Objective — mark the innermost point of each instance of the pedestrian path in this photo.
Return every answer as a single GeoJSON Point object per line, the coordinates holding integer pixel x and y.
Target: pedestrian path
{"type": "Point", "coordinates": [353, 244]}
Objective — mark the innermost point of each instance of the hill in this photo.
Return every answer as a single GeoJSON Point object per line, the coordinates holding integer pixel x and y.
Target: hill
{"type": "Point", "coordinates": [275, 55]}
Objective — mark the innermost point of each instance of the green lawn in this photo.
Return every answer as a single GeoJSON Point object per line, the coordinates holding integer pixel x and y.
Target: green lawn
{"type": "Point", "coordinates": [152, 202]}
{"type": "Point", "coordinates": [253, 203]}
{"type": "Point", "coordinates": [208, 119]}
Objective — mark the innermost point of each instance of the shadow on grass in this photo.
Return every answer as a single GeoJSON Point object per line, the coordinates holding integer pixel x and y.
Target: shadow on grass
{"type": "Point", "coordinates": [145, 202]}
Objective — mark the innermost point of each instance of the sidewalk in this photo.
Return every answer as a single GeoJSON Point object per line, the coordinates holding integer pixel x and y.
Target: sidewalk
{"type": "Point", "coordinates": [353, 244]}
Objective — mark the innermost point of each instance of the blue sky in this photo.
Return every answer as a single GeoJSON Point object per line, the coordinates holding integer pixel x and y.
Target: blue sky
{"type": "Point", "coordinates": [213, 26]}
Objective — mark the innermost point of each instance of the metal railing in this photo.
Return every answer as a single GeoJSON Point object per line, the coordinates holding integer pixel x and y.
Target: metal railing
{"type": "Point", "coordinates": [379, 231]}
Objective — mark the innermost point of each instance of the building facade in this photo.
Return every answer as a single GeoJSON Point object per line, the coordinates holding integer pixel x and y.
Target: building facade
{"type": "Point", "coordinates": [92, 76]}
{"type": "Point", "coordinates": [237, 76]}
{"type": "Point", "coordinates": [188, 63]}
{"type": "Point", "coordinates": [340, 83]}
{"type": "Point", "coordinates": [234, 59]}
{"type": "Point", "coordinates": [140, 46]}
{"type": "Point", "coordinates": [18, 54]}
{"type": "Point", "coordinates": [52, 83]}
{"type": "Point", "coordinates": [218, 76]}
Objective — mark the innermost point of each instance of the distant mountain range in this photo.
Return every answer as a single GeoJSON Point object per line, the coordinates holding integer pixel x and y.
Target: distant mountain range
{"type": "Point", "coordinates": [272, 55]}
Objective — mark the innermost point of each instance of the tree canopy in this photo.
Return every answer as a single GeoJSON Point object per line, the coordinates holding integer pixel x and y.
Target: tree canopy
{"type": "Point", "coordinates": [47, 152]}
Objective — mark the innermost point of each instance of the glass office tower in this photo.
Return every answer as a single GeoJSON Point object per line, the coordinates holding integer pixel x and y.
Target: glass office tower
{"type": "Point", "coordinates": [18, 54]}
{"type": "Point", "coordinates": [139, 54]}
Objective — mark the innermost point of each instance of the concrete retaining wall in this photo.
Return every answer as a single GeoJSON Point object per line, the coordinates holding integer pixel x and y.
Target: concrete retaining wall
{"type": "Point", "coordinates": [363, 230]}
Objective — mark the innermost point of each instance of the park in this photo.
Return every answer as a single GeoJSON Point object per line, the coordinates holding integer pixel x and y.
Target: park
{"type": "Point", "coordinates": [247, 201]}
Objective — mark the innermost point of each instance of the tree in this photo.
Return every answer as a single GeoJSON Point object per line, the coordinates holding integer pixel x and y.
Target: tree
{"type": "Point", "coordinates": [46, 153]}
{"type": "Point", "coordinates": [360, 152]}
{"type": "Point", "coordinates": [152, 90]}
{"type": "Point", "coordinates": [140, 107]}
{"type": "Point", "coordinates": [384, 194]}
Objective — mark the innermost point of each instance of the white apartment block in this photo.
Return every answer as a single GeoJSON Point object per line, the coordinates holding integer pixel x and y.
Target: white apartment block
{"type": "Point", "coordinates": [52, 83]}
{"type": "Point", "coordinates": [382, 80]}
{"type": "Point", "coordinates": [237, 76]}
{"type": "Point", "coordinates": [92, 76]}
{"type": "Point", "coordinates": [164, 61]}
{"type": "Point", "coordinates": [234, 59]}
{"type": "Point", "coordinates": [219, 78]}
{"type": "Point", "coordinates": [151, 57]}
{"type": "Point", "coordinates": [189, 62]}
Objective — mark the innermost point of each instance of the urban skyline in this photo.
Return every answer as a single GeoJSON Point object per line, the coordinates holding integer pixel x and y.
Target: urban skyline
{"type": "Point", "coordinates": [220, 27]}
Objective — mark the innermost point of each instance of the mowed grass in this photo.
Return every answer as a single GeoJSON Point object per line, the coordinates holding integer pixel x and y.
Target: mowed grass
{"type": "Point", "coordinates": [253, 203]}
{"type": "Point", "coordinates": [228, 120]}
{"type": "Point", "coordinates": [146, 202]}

◆ Requirement:
Give all of the lines above again, exactly as they are.

◆ Task response:
Objective — mark the innermost point of each instance of the pedestrian path in this photo.
Return every answer as a single GeoJSON Point object per line, the coordinates holding integer pixel x and y.
Target: pedestrian path
{"type": "Point", "coordinates": [353, 244]}
Objective — mark the innermost point of each instance of the hill in this photo.
Return every answer as a single GeoJSON Point object per line, the coordinates holding integer pixel x and y.
Target: hill
{"type": "Point", "coordinates": [275, 55]}
Objective — mark the innermost point of each instance of the green lawn in this photo.
Return every answer as a single GeoJSON Point object per line, the coordinates holding integer pixel x and y.
Target: green lawn
{"type": "Point", "coordinates": [152, 202]}
{"type": "Point", "coordinates": [253, 203]}
{"type": "Point", "coordinates": [208, 119]}
Objective — mark the innermost point of each instance of the shadow on grass in this photo.
Return every answer as a single GeoJSON Point object per line, the coordinates holding integer pixel x and y.
Target: shadow on grass
{"type": "Point", "coordinates": [145, 202]}
Objective — mark the innermost point of each instance of the sidewalk in this photo.
Return every answer as a single GeoJSON Point object per line, the coordinates holding integer pixel x and y.
Target: sidewalk
{"type": "Point", "coordinates": [353, 244]}
Objective — mark the innermost point of each instance of the blue sky in this photo.
Return every answer as a single GeoJSON Point object per line, the coordinates holding integer pixel x and y.
Target: blue sky
{"type": "Point", "coordinates": [213, 26]}
Objective — mark the innermost point of each instance of the metal railing in this photo.
Return every answer as a single GeoJSON Point object per line, the coordinates holding integer pixel x and y.
Target: metal railing
{"type": "Point", "coordinates": [379, 231]}
Objective — mark the innermost point of each instance of the building facade in this photo.
Return every answer as a single GeoJSON Point object per line, the coordinates holding integer pixel x and y.
Target: building facade
{"type": "Point", "coordinates": [92, 76]}
{"type": "Point", "coordinates": [237, 76]}
{"type": "Point", "coordinates": [188, 63]}
{"type": "Point", "coordinates": [340, 83]}
{"type": "Point", "coordinates": [234, 59]}
{"type": "Point", "coordinates": [140, 46]}
{"type": "Point", "coordinates": [18, 54]}
{"type": "Point", "coordinates": [52, 83]}
{"type": "Point", "coordinates": [218, 76]}
Objective — mark the innermost point of each instance of the distant mountain range in this photo.
Return every answer as a single GeoJSON Point object per line, the coordinates holding integer pixel x and y.
Target: distant mountain range
{"type": "Point", "coordinates": [272, 55]}
Objective — mark the innermost point of each instance of the tree canopy in this photo.
Return every answer as a single GeoJSON Point object per line, the coordinates holding integer pixel x and y.
Target: tree canopy
{"type": "Point", "coordinates": [47, 152]}
Objective — mark the innermost point of each instance of the glass office tower in this photo.
Return every answer as a single GeoJSON Point object per line, the coordinates holding integer pixel x and y.
Target: glass office tower
{"type": "Point", "coordinates": [18, 54]}
{"type": "Point", "coordinates": [139, 54]}
Objective — mark the innermost point of each instance of the concrete retaining wall in this photo.
Return every answer as a single GeoJSON Point object per line, the coordinates holding integer pixel x and y.
Target: concrete retaining wall
{"type": "Point", "coordinates": [363, 230]}
Objective — mark the innermost point of each instance of the park in this photo.
Return every answer as a single GeoJSON Point object per line, the coordinates holding integer pixel x and y.
Target: park
{"type": "Point", "coordinates": [247, 201]}
Objective — mark the innermost point of each instance of the tree in this photo.
Return every answer as a single GeoJSON Point object per line, the coordinates holding integer pixel x and y.
Target: tree
{"type": "Point", "coordinates": [46, 153]}
{"type": "Point", "coordinates": [360, 152]}
{"type": "Point", "coordinates": [152, 90]}
{"type": "Point", "coordinates": [140, 107]}
{"type": "Point", "coordinates": [384, 194]}
Objective — mark the innermost point of each instance of the white apartment block in this photo.
Return every answer as a single GeoJSON Point object per line, the coordinates holding integer pixel x and y.
Target: white apartment block
{"type": "Point", "coordinates": [52, 83]}
{"type": "Point", "coordinates": [382, 80]}
{"type": "Point", "coordinates": [237, 76]}
{"type": "Point", "coordinates": [92, 76]}
{"type": "Point", "coordinates": [164, 61]}
{"type": "Point", "coordinates": [234, 59]}
{"type": "Point", "coordinates": [219, 78]}
{"type": "Point", "coordinates": [151, 57]}
{"type": "Point", "coordinates": [189, 62]}
Objective — mark the innermost point of each instance of the urban skyline in this photo.
Return every answer as a single GeoJSON Point object per line, the coordinates holding integer pixel x and y.
Target: urban skyline
{"type": "Point", "coordinates": [220, 27]}
Objective — mark the innermost point of each instance of the mowed grass in this photo.
Return every answer as a single GeoJSON Point object per line, the coordinates holding integer pixel x and y.
Target: mowed grass
{"type": "Point", "coordinates": [253, 203]}
{"type": "Point", "coordinates": [228, 120]}
{"type": "Point", "coordinates": [146, 202]}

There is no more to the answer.